> Assignment: What you need to produce from the material below is an exact transcription of the lines from the one with "like [49, 3]." through the one with "like [24, 15].", both included, and no other line.

> Records for the exercise:

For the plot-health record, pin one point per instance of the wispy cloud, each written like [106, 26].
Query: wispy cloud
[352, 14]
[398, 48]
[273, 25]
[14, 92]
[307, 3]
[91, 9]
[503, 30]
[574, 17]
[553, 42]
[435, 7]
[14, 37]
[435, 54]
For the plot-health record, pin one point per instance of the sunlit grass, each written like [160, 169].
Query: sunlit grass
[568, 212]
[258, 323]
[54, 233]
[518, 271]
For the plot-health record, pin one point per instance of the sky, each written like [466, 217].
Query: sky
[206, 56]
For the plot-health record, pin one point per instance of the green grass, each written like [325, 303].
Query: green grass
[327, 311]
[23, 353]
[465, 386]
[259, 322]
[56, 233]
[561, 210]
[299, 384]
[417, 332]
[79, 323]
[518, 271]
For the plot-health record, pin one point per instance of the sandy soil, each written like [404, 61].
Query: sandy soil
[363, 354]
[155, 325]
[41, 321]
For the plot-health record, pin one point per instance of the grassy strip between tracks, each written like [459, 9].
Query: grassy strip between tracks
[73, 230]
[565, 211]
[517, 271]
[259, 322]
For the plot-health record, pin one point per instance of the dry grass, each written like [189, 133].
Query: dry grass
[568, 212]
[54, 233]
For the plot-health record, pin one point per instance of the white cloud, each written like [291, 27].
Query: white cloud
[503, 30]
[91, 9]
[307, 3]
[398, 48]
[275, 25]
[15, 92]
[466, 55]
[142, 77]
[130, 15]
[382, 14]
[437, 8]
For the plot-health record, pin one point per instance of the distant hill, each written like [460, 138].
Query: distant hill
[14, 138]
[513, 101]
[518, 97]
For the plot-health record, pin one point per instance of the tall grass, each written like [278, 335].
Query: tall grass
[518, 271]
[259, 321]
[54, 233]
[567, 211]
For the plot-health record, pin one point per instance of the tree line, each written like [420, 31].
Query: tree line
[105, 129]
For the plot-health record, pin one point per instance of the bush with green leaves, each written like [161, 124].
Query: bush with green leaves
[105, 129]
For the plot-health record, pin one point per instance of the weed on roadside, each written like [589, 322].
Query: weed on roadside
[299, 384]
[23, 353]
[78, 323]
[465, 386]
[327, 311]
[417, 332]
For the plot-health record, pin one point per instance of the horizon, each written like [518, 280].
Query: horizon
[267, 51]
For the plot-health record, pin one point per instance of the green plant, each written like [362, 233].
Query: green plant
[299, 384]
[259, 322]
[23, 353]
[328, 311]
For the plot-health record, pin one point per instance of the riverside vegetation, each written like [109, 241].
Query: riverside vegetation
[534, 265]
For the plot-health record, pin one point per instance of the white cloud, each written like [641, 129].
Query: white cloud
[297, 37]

==

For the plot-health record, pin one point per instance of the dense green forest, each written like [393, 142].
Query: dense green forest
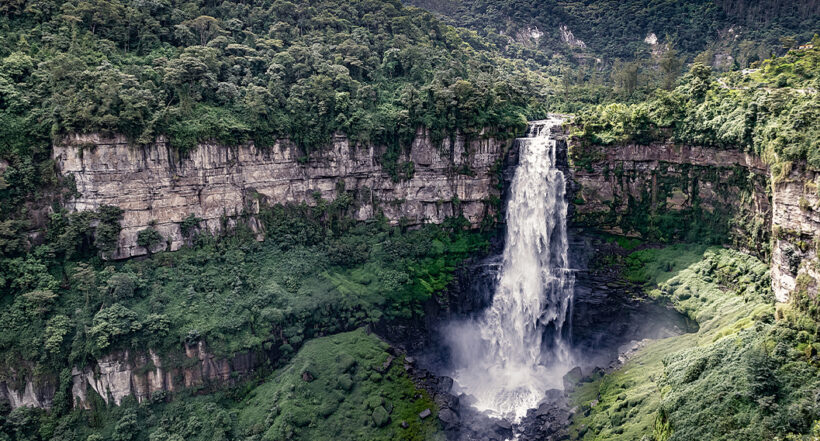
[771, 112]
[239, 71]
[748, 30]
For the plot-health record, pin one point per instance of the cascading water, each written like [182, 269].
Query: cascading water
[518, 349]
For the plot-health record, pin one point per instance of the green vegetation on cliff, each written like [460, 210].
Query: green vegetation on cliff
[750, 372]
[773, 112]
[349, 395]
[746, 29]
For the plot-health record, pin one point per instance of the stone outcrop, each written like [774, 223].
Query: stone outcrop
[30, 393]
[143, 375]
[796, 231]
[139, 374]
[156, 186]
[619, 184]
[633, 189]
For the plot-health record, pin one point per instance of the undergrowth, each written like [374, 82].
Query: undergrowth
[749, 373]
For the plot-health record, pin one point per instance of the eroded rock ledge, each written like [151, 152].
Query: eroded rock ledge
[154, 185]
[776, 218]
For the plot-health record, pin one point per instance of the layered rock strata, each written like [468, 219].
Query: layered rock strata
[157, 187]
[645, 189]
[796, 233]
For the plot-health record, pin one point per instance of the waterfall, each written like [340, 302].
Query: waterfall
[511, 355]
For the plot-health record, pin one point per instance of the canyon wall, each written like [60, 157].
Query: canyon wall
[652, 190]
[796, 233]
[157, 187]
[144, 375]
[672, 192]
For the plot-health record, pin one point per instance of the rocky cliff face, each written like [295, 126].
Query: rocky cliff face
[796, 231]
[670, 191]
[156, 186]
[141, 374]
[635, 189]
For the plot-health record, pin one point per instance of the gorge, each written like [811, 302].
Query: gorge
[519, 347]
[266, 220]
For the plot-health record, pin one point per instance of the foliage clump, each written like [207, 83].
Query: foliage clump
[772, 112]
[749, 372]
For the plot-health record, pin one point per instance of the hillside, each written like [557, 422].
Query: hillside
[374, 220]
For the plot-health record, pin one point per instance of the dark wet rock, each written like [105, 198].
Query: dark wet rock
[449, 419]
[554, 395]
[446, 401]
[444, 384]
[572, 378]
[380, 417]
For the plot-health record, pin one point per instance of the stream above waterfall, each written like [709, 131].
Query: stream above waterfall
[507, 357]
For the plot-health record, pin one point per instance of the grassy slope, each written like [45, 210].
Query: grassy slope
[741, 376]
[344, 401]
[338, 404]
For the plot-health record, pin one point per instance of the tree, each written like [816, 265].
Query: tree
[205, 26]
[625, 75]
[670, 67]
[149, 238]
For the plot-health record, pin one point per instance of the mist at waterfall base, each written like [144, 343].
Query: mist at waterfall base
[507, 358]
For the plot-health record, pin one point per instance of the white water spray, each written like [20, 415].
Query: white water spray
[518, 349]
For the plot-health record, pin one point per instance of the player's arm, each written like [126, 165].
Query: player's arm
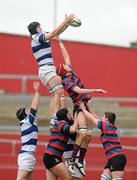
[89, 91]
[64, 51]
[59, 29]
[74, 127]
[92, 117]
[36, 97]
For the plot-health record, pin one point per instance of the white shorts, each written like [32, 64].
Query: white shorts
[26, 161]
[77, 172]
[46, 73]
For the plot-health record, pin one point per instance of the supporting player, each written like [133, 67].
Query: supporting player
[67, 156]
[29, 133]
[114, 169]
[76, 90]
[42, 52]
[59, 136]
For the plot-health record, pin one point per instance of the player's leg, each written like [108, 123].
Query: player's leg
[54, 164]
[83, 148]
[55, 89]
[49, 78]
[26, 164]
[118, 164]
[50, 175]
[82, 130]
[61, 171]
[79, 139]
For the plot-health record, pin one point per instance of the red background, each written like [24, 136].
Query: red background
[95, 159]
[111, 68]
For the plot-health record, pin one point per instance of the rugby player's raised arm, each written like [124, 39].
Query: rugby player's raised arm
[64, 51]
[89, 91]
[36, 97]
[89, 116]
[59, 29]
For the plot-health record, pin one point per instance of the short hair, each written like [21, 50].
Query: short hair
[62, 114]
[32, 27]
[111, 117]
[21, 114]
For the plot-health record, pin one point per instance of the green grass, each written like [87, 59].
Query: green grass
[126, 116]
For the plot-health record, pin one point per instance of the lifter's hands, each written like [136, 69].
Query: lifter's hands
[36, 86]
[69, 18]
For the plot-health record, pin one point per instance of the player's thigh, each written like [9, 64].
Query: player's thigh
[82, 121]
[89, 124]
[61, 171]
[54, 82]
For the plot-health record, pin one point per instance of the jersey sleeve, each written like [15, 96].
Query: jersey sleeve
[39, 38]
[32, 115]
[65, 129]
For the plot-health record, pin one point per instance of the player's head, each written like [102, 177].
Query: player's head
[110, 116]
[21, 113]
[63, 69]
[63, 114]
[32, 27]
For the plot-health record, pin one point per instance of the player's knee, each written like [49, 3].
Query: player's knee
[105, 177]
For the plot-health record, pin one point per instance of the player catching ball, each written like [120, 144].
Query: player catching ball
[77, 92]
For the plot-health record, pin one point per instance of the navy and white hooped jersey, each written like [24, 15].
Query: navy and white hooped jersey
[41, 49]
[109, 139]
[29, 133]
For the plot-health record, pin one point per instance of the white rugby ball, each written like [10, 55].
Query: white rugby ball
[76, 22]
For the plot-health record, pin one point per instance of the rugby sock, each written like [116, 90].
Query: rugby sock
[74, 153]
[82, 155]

==

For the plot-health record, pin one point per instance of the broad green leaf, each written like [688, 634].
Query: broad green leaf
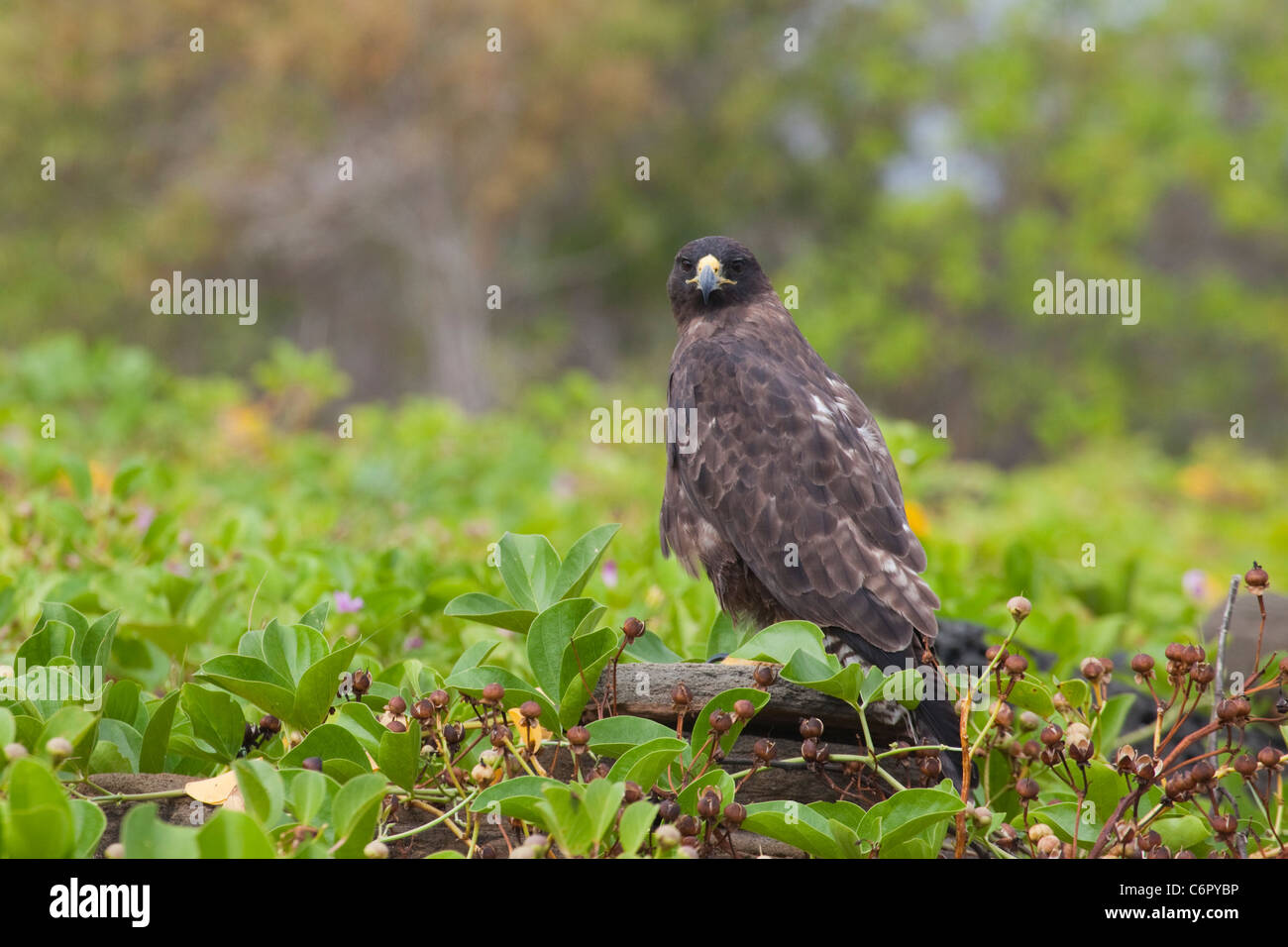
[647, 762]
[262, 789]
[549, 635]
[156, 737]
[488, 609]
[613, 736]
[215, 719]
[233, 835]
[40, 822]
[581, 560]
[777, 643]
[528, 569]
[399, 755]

> Expected output:
For the plot-health record, pin one point per instance of the player's knee, each written like [49, 3].
Query: player's knee
[105, 177]
For the plot-health record, pin one point per instance of the player catching ball, each written like [120, 144].
Query: player catching ball
[77, 92]
For the plot-health record, pin one point per instance of the navy and white hooped jersey, each written like [24, 15].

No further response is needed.